Texto para leitura:
- - - - - - -
Meninos e meninas chamados de ‘trans’ e abusadores sexuais são os únicos indivíduos para quem, sem condição física ou patológica, a administração de drogas análogas ao hormônio liberador da gonadotropina — ou, como comumente se os conhece, bloqueadores de puberdade — procura justificar-se: o último, com a intenção de condená-los à castração química.

‘Medicina de gênero’ é um dos poucos ramos que realizam sua prática sem evidência explícita, porque carece de precedente e a única bibliografia disponível é a da puberdade precoce, que é extrapolada para casos de disforia de gênero. Por sua vez, essa prática não saudável é apoiada por ativistas que pressionam e intimidam em um esforço para interromper a pesquisa científica e censurar os profissionais de saúde, preocupados com a falta de informações experimentais e com a saúde mental, óssea e cerebral das crianças que estão sendo usadas como cobaias para promover os interesses dos adultos.

Existem estudos de melhor qualidade que sugerem a chamada “espera vigilante” como a melhor alternativa para a medicalização da infância saudável. Esses estudos mostram que aproximadamente 80% das crianças com essa agonia psíquica se recuperam dessa inquietação quando chegam à adolescência.
- - - - - - -
Material fornecido:
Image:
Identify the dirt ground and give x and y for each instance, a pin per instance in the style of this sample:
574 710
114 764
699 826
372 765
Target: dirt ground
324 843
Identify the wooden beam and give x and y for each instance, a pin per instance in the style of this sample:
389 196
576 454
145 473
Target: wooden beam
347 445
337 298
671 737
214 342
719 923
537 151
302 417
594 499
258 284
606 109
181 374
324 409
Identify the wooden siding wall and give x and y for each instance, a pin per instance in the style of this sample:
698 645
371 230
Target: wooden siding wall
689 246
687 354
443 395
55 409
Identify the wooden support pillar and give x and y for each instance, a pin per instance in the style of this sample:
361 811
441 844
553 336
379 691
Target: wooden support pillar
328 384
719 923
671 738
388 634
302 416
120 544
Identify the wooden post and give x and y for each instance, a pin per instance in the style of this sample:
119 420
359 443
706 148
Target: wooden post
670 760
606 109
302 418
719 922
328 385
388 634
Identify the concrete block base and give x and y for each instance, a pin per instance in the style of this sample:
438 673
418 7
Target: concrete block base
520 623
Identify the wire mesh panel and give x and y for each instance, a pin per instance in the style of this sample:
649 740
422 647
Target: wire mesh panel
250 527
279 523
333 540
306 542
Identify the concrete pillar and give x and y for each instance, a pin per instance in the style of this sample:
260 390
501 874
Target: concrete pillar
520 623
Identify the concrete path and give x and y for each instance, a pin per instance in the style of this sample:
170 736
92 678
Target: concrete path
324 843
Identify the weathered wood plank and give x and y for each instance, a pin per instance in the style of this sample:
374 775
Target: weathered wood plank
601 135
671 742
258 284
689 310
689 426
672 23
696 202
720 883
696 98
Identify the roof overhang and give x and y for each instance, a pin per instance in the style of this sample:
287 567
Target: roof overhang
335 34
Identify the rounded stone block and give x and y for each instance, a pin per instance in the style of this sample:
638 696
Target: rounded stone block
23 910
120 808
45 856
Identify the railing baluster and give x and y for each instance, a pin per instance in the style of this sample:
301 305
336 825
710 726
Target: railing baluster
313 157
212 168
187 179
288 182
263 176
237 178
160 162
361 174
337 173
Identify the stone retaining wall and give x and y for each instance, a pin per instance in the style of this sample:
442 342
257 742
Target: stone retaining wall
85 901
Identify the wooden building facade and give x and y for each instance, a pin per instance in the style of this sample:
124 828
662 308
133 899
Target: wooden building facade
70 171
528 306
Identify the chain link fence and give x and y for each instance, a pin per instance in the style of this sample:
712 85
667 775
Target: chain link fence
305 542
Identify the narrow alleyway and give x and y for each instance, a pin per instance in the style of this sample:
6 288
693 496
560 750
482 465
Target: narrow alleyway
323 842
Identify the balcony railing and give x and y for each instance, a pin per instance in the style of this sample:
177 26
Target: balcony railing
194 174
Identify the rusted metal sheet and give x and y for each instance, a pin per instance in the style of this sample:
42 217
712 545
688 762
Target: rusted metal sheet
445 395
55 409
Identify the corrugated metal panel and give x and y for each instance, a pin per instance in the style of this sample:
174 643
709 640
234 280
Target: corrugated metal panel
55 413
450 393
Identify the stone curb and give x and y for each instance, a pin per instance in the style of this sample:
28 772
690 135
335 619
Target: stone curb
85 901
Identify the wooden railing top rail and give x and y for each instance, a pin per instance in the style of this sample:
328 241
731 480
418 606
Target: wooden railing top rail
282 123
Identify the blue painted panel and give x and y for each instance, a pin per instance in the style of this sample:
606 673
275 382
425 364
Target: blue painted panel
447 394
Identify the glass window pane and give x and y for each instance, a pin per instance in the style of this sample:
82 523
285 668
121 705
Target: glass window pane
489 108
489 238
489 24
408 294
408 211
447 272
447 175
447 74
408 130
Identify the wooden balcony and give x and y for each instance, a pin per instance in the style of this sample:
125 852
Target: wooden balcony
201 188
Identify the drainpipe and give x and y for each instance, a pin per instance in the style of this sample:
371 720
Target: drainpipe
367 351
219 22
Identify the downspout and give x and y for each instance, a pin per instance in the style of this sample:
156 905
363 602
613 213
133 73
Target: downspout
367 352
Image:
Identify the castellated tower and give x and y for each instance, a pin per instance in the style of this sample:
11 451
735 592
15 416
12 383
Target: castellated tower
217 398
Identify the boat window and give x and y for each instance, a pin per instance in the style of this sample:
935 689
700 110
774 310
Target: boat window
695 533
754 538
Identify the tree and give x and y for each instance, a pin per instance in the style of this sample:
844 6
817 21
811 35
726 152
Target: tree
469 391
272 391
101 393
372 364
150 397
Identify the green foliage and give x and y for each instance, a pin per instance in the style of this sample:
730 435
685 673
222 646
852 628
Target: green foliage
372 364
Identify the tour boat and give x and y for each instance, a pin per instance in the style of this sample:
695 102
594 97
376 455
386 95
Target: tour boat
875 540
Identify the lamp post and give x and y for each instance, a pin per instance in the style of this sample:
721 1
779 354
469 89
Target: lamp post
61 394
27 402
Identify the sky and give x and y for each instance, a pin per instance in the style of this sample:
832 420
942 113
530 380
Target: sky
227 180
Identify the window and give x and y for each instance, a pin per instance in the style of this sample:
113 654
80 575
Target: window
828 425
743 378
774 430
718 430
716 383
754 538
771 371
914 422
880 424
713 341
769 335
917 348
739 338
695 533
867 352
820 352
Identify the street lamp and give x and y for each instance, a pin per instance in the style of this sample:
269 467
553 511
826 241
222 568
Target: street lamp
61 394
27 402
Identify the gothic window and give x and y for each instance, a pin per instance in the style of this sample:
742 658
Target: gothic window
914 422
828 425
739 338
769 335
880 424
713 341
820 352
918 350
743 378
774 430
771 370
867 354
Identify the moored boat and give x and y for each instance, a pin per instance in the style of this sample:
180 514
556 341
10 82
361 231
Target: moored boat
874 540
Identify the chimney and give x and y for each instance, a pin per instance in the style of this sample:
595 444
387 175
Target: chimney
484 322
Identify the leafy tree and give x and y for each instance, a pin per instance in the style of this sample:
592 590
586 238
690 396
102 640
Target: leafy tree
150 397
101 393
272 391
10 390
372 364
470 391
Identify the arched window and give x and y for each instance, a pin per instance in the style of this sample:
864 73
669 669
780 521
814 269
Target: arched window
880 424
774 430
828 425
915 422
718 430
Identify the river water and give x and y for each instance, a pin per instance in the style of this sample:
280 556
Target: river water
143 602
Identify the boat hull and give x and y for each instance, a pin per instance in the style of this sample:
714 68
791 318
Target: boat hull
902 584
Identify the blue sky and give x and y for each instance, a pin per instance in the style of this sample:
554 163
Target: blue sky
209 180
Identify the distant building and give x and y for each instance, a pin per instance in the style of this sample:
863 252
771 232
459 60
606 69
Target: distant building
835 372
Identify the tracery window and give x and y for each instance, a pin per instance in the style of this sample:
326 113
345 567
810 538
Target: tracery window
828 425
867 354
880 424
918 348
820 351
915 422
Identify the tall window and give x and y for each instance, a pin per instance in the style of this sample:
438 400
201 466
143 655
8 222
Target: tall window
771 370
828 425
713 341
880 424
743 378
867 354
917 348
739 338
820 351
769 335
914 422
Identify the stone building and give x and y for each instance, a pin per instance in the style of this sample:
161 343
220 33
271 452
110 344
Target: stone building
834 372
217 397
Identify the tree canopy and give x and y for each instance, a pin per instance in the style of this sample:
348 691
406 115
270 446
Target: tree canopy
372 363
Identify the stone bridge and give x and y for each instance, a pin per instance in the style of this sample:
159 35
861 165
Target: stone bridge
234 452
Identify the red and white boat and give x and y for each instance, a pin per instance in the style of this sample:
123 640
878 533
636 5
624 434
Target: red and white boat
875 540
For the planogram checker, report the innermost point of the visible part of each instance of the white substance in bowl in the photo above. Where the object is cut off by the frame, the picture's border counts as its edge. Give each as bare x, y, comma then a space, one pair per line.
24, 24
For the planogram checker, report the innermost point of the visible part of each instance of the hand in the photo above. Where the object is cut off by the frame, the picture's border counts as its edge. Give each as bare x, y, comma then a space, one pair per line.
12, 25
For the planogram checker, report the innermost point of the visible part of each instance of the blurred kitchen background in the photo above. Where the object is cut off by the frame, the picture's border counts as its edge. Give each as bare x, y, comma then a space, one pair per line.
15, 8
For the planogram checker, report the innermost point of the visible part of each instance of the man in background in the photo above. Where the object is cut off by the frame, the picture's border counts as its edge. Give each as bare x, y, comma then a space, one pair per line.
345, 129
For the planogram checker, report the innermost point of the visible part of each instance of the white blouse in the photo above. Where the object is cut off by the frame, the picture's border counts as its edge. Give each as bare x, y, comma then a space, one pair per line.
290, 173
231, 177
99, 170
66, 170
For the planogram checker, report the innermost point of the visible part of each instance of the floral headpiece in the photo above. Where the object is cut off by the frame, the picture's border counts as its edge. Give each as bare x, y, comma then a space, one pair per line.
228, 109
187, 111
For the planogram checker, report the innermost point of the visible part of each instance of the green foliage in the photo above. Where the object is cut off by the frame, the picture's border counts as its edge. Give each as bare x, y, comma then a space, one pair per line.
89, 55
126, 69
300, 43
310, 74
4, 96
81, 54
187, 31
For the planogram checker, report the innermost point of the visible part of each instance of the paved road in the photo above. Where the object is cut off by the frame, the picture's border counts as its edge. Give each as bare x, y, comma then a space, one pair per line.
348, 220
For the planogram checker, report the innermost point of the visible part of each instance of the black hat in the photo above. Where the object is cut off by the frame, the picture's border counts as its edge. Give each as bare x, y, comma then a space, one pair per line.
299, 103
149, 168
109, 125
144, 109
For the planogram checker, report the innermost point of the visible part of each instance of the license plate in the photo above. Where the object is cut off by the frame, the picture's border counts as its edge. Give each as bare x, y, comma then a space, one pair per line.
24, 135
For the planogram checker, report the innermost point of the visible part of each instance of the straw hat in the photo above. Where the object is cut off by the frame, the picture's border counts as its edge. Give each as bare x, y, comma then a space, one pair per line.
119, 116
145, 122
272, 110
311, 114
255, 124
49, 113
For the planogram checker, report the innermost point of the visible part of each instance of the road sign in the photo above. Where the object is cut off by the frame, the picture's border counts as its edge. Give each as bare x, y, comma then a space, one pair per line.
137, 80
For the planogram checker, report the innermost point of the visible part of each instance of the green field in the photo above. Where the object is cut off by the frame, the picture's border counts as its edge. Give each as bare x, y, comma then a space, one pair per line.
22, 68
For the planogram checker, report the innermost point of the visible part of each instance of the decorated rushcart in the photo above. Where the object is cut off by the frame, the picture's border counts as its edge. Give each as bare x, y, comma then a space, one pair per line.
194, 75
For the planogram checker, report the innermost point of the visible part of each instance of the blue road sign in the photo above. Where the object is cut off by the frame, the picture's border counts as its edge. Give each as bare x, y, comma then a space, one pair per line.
- - - - - - -
O que se pede: Por favor, transcreva sem nenhuma alteração o trecho do texto sobre bloqueadores de puberdade que vai de "Meninos e meninas" até "à castração química.".

Resposta esperada:
Meninos e meninas chamados de ‘trans’ e abusadores sexuais são os únicos indivíduos para quem, sem condição física ou patológica, a administração de drogas análogas ao hormônio liberador da gonadotropina — ou, como comumente se os conhece, bloqueadores de puberdade — procura justificar-se: o último, com a intenção de condená-los à castração química.